* [TEXT TO READ]:

━━━━━━━━━━━━━━━━

Plans to increase Red Route penalties are punitive and pointless, warns FTA Mon Dec 18 14:23:00 GMT 2017

"Without solid evidence to support these higher charges, they could prove pointless and may end up punishing all Londoners."

Natalie Chapman FTA Head of Policy for London

The Freight Transport Association is warning that plans to increase penalty charges for all vehicles stopping illegally on London’s Red Routes, including vans and lorries, are punitive and could be pointless.

FTA, the UK’s leading body representing the logistics sector, says it is bitterly disappointed by the news that Transport for London (TfL) intends to increase Red Route Penalty Charge Notices (PCNs) from £130 to £160, because this will unfairly penalise freight operators undertaking vital deliveries and could eventually lead to higher delivery costs across the capital. The association says many truck and van drivers have no choice but park on Red Routes, as there are no suitable alternatives for them to use while servicing London’s “always on” businesses.

TfL announced its plans to increase PCNs for contraventions of the Congestion Charging Zone and the Red Route Network today (15th December). Congestion Charge Penalties will increase from 2nd January 2018 with a proposed rise for offences on TfL's road network to follow later in the year, subject to a review by the Transport Secretary.

Research shows that Penalty Charge Notices issued to “repeat offenders”, who have been fined more than once for stopping on Red Routes, have increased from almost 35 per cent to nearly 40 per cent over the past four years. But FTA’s Head of Policy for London, Natalie Chapman, says there has been no research to find out who these offenders are or why they are being fined more than once:

“The plan to increase the penalty charges for Red Routes is ill-considered. The fact that there’s been an increase in repeat offenders suggests these vehicles are making multiple journeys into London and they could well be van and truck deliveries. In many cases, there is simply nowhere for drivers to stop and deliver legally. It could also be that the operating hours of loading bays and red lines do not meet the needs of businesses or residents receiving deliveries and need to be changed.”

━━━━━━━━━━━━━━━━

* [RECORD SET]:
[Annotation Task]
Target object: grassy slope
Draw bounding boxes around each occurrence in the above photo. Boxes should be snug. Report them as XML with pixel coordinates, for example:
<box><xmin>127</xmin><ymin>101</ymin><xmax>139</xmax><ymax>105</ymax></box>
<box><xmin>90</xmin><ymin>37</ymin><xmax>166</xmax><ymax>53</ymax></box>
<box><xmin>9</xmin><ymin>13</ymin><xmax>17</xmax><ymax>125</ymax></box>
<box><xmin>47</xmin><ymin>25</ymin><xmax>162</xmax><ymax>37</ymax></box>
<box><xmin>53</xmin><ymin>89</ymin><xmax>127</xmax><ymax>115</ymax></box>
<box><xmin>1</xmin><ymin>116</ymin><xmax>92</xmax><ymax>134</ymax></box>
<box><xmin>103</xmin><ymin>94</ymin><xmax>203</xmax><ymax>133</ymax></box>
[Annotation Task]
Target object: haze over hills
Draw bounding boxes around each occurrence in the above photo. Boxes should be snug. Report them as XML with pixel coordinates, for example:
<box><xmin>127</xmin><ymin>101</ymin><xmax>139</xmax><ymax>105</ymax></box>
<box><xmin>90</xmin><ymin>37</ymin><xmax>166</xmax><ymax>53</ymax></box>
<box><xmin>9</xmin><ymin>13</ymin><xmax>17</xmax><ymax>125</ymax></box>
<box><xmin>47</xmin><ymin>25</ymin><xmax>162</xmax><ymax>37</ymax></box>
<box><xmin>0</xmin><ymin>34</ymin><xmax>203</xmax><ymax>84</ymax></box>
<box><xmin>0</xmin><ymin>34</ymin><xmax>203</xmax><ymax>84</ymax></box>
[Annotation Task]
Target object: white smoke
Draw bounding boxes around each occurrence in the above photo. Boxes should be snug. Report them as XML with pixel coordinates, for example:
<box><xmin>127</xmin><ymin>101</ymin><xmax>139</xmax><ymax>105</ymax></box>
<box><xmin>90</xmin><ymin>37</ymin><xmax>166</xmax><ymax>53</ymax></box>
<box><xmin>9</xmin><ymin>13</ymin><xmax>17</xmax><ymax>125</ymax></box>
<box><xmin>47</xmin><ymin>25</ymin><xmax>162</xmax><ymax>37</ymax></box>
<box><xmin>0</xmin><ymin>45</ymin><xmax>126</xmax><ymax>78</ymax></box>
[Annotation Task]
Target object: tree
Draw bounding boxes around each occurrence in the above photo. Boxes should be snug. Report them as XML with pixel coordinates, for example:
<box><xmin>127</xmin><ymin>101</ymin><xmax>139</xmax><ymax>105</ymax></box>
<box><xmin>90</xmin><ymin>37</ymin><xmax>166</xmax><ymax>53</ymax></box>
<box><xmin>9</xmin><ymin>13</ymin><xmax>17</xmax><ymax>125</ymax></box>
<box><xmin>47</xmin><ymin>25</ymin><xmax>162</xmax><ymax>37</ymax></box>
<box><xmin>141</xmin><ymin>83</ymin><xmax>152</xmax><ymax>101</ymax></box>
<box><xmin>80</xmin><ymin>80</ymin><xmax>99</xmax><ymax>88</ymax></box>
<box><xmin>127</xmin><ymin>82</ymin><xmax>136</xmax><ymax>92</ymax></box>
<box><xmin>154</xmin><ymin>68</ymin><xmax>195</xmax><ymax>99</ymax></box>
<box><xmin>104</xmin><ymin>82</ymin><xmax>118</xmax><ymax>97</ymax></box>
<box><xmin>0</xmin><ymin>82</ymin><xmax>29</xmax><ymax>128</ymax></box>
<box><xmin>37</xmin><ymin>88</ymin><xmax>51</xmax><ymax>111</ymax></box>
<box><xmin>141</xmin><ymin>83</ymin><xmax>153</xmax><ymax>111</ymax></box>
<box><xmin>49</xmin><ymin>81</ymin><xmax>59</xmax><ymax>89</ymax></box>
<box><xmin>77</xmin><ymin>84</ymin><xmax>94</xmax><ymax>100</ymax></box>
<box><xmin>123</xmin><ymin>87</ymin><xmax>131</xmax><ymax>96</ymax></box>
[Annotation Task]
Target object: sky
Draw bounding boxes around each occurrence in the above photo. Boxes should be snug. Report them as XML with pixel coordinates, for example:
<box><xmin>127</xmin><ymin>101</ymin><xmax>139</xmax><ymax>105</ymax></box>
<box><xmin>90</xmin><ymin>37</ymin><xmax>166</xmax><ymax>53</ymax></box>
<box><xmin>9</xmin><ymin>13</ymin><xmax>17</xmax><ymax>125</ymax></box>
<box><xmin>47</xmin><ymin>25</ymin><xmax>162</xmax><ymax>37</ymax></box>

━━━━━━━━━━━━━━━━

* [GIVEN EXERCISE 1]:
Transcribe the Red Route penalties article between "Plans to increase Red" and "could be pointless.", inclusive.
* [GIVEN EXERCISE 2]:
In the Red Route penalties article, what new amount does Transport for London intend to set for Red Route Penalty Charge Notices, and what is the current amount?

* [WORKED SOLUTION 1]:
Plans to increase Red Route penalties are punitive and pointless, warns FTA Mon Dec 18 14:23:00 GMT 2017

"Without solid evidence to support these higher charges, they could prove pointless and may end up punishing all Londoners."

Natalie Chapman FTA Head of Policy for London

The Freight Transport Association is warning that plans to increase penalty charges for all vehicles stopping illegally on London’s Red Routes, including vans and lorries, are punitive and could be pointless.

* [WORKED SOLUTION 2]:
It intends to raise them to £160 from the current £130.